- **Exercise**
Set down all of the entries below exactly, and omit the pictures.

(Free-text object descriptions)
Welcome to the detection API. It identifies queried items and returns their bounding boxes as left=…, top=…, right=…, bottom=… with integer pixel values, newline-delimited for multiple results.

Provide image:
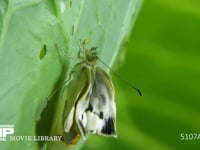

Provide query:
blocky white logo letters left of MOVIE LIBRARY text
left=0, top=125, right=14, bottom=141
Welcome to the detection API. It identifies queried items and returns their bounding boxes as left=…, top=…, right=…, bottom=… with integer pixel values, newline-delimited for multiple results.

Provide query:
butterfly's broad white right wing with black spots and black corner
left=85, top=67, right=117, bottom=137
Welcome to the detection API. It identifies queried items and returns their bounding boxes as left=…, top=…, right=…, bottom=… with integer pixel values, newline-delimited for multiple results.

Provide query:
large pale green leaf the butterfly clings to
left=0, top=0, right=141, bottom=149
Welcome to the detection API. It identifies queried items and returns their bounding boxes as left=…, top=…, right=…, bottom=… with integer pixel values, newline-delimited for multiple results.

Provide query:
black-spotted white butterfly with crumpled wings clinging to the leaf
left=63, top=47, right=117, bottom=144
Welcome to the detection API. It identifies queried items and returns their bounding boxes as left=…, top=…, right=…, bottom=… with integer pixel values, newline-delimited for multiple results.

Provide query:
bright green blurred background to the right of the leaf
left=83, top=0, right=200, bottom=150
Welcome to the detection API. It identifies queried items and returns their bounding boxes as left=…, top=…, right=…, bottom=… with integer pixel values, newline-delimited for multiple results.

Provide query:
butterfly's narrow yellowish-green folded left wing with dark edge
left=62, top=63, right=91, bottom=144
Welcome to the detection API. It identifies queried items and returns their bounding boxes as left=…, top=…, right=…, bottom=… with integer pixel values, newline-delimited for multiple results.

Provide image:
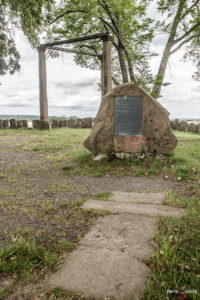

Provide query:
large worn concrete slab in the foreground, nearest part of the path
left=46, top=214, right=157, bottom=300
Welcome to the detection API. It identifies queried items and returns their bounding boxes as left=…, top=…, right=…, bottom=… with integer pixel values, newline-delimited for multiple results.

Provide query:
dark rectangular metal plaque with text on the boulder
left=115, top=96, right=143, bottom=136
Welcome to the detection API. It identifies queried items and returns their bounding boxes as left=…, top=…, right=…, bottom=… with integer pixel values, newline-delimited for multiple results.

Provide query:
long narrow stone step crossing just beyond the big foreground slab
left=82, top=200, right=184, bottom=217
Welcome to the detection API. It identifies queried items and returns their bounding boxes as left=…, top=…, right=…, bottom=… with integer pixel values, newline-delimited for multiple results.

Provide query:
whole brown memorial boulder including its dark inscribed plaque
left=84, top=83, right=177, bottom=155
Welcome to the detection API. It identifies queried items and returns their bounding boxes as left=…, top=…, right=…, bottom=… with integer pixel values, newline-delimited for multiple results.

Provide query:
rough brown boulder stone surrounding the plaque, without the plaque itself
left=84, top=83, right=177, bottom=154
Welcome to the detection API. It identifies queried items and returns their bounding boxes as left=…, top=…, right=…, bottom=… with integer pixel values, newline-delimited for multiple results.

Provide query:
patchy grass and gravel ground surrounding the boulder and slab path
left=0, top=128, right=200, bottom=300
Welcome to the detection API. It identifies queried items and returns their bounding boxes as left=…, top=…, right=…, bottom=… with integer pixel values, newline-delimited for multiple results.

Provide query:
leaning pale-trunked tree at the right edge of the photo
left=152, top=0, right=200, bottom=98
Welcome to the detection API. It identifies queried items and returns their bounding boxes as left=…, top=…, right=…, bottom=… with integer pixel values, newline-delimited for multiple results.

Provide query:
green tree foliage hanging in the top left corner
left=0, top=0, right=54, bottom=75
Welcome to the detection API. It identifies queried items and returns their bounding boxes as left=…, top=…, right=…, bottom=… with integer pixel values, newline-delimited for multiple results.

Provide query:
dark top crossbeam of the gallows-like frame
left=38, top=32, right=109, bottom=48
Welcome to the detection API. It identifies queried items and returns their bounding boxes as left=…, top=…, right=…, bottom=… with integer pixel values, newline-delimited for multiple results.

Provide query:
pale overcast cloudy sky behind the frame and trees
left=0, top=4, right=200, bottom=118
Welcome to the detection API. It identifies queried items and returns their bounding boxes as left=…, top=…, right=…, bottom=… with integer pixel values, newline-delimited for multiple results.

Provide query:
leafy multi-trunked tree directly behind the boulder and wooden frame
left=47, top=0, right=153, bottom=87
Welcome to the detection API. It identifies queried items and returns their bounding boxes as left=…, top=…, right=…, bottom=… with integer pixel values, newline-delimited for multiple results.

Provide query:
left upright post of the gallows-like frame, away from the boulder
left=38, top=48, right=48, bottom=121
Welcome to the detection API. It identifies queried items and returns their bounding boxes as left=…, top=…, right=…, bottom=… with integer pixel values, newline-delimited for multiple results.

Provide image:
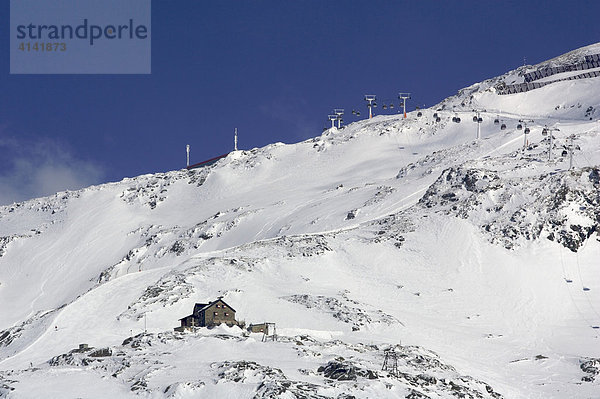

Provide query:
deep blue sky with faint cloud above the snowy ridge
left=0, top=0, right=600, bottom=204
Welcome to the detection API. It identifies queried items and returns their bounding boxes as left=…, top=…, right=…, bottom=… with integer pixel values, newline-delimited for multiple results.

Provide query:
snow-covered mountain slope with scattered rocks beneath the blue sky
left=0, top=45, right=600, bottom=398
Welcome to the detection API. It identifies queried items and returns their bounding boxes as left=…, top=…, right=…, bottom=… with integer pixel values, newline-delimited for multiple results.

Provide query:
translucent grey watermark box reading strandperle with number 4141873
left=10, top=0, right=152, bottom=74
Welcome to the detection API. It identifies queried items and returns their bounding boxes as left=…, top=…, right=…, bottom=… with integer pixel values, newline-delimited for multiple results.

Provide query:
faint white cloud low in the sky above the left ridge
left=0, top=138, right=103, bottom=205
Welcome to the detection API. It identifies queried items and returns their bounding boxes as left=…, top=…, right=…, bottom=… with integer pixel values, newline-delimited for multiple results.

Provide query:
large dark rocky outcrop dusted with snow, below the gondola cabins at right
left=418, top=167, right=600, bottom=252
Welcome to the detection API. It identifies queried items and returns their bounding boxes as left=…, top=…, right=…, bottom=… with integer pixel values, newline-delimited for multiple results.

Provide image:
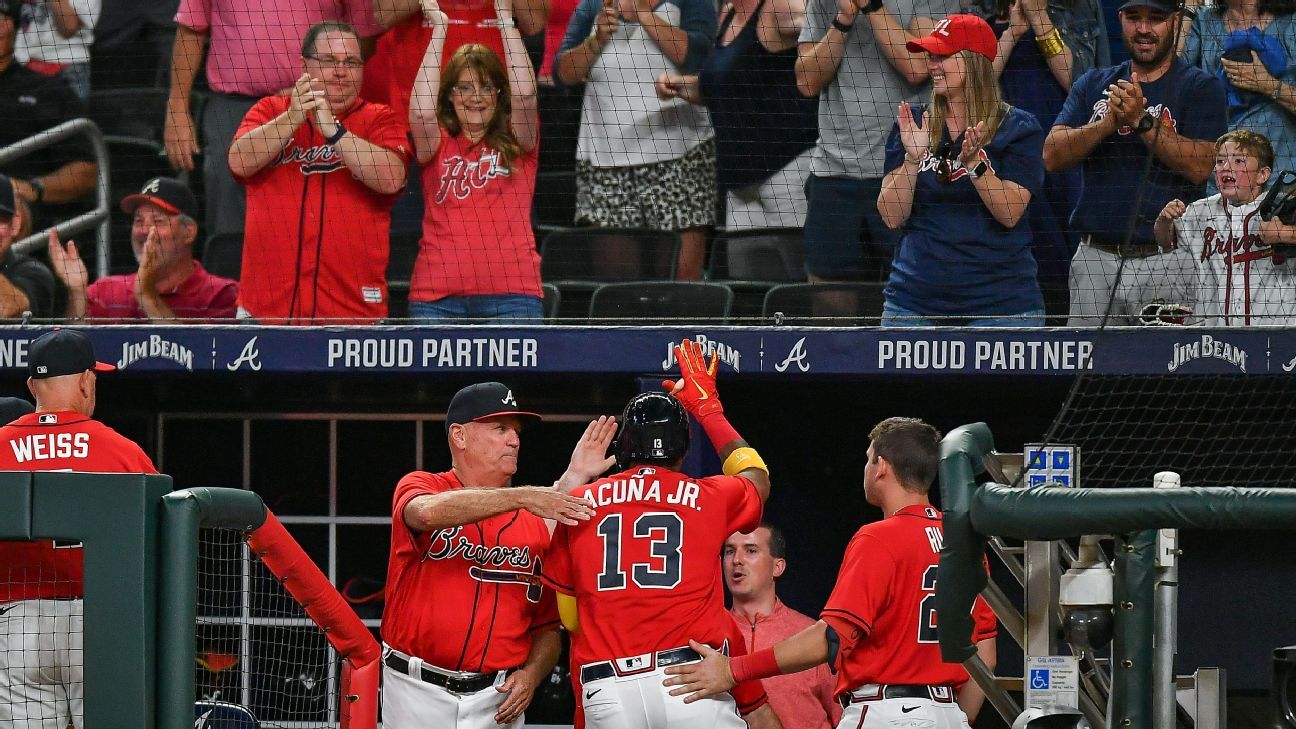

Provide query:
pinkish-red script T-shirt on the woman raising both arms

- **Task answer**
Welcome to the detection API. It identifies queried items and returns their bounding boxes as left=…, top=…, right=…, bottom=… with integer pixel values, newline-delimited for multiple results.

Provide image:

Provide query:
blocky white logo letters left of MOVIE LIBRARY text
left=0, top=125, right=14, bottom=141
Welcome to the detection API. It identifies queried items and returns their bounding boxes as left=…, top=…, right=…, bottom=… with integer pixel values, newline-delimited for multiple results.

Provide query:
butterfly's broad white right wing with black spots and black corner
left=85, top=67, right=117, bottom=137
Welcome to the detection API. It identifies queried items and returns their bounding boxes as left=…, top=…, right=…, bottom=… with integer pixel values, newline-delimited for multiple results.

Provide query:
large pale green leaf the butterfly clings to
left=0, top=0, right=141, bottom=149
Welcome to the detection API. It identifies queried items and returns their bounding boxes as left=…, top=…, right=…, bottom=… with integer pixel values, newline-delimited for multiple results.

Provide query:
black-spotted white butterfly with crumpled wings clinging to the leaf
left=63, top=47, right=117, bottom=144
Welcome to the detection API. It identifies queried items and returns their bounding boxes as left=…, top=…, right=…, bottom=… with integer pixel values, newline-delimited for multiple results.

Provide query:
bright green blurred background to the right of the leaf
left=83, top=0, right=200, bottom=150
Welcome to the detection API. It identifies queried items and returns their bounding boxes as left=…, top=…, right=…, bottom=… with integer pixel values, newline-delimited for multiple results.

Provide query:
butterfly's narrow yellowish-green folded left wing with dark edge
left=62, top=63, right=91, bottom=144
Welcome to the detection API. It identifies queried items and returns their bounding boxes as left=…, top=…, right=…, bottom=… with integer pixel values, newline-delimited for multiple results.

Provide image:

Provide query:
large worn concrete slab in the foreground, nearest part of the path
left=46, top=214, right=157, bottom=300
Welcome to the detection API. It identifies queried items and returns their bounding boxes as left=…, top=…, right=…, bottom=… with integer pixel values, newline-delimited for multiple results.

Provide query:
dark rectangular metal plaque with text on the boulder
left=115, top=96, right=143, bottom=136
Welcome to the detection API. It identifies queried items and returns their bounding boxes as left=…, top=…, right=…, bottom=… with integer pixel values, newline-delimited for multiple results.

Provide query:
long narrow stone step crossing just beyond the big foreground slab
left=82, top=200, right=184, bottom=217
Welcome to the detection API. It identifies queried items and returns their bounding boxes as left=…, top=…, right=…, bottom=… with integer pixel values, newline-delimited for multiple results.

Provide query:
whole brown memorial boulder including its dark inscribed plaque
left=84, top=83, right=177, bottom=155
Welcome to the detection API. It identifies queried items and returns their bounding boxes as left=…, top=…, right=…, bottom=… with integer pixel values, newline-delimited for multiple results.

Provide query:
rough brown boulder stone surrounding the plaque, without the plaque itself
left=84, top=83, right=177, bottom=154
Welcome to the detection API. It identifies queried items and returns their bounding boxes as left=…, top=…, right=…, bottom=… with integer pixel values, newline-delimited for multiple results.

Provide query:
patchy grass and gravel ground surrounding the boulder and slab path
left=0, top=128, right=200, bottom=300
Welcome to the detection API. It identifies queried items and returns their bounding boxes as left=…, top=…, right=…, bottom=… with integer pixel values, newline-delimited for multiple results.

Provide query:
leaning pale-trunked tree at the right edge of the photo
left=152, top=0, right=200, bottom=98
Welcome to the detection API. It identifies queried items and returns their bounding boxes as left=…, top=…, right=…, bottom=… with integer pixel values, newline-delimited for multiple results.

Provide query:
green tree foliage hanging in the top left corner
left=0, top=0, right=54, bottom=75
Welcome to the detection API. It identifies queried items and returns their bounding boxes as left=…, top=…, right=…, bottom=… with integer pixel values, newline-delimited for multiple results.

Provide query:
dark top crossbeam of the gallows-like frame
left=38, top=32, right=109, bottom=48
Welcome to the detection API. It identifies queried items and returns their bounding boxes as left=…, top=…, right=…, bottom=… with integer pixel values, newline-delimited for multiple results.

Provide query:
pale overcast cloudy sky behind the frame and trees
left=0, top=4, right=200, bottom=118
Welcome to the detection API. It identifies queried items and returns their bounding boxes as left=…, top=…, right=…, bottom=… with integer pixel values, newline-delimited for multiple results.

Provide query:
leafy multi-trunked tree directly behind the boulder and wooden frame
left=47, top=0, right=153, bottom=87
Welcome to the detection API. It identifies queried items and returns their bounding boxes as left=…, top=…, right=…, bottom=… with integer pixel values, newline-delimited for multiple results.

Provide query:
left upright post of the gallows-like frame, away from the boulder
left=38, top=48, right=48, bottom=121
Welcome to the detection API. It identifies queried items and returns their bounding boxes as left=…, top=…, right=…, bottom=… with integer pixel values, newline-delimited for multiple results.

Provide image:

Provide query:
deep blue sky with faint cloud above the snowy ridge
left=0, top=0, right=600, bottom=204
Welcome to the detection API. It identifies queried items and returns their bounding boxes as left=…, top=…, right=…, bottom=… with integer pixel values, newline-delimited for multiple results.

Provide query:
snow-covered mountain slope with scattered rocks beneath the blue sky
left=0, top=45, right=600, bottom=398
Welcome to the detection API. It identifies queried items and returns their bounding boxes as left=…, top=…, right=…, bottom=… with integer pixel values, newline-delimited for multiple results.

Provide query:
translucent grey watermark box reading strandperle with number 4141873
left=10, top=0, right=152, bottom=74
Welcome to the detection API. It identifies queried items and returns their bounding boxes as left=…, top=…, right=…, bottom=… with integer pixel values, newline-delimited for multiple results.

Provide query:
faint white cloud low in the sky above the left ridge
left=0, top=138, right=103, bottom=205
Welcome to the detection API. It identifies queried items and returns their bounding boxes as left=…, top=…, right=…, bottom=… with integer pixel values, newline-delimited for multiple results.

Provide query:
large dark rocky outcrop dusted with snow, below the gondola cabins at right
left=418, top=167, right=600, bottom=252
Welcome to the detection API. It identifies queried items and returns their bounding boxes as left=…, top=…, right=…, bottom=… with integer pixel values, newline-delimited for multiple results.

Provide image:

Provide query:
pinkish-red script T-shirt on the woman raising both arms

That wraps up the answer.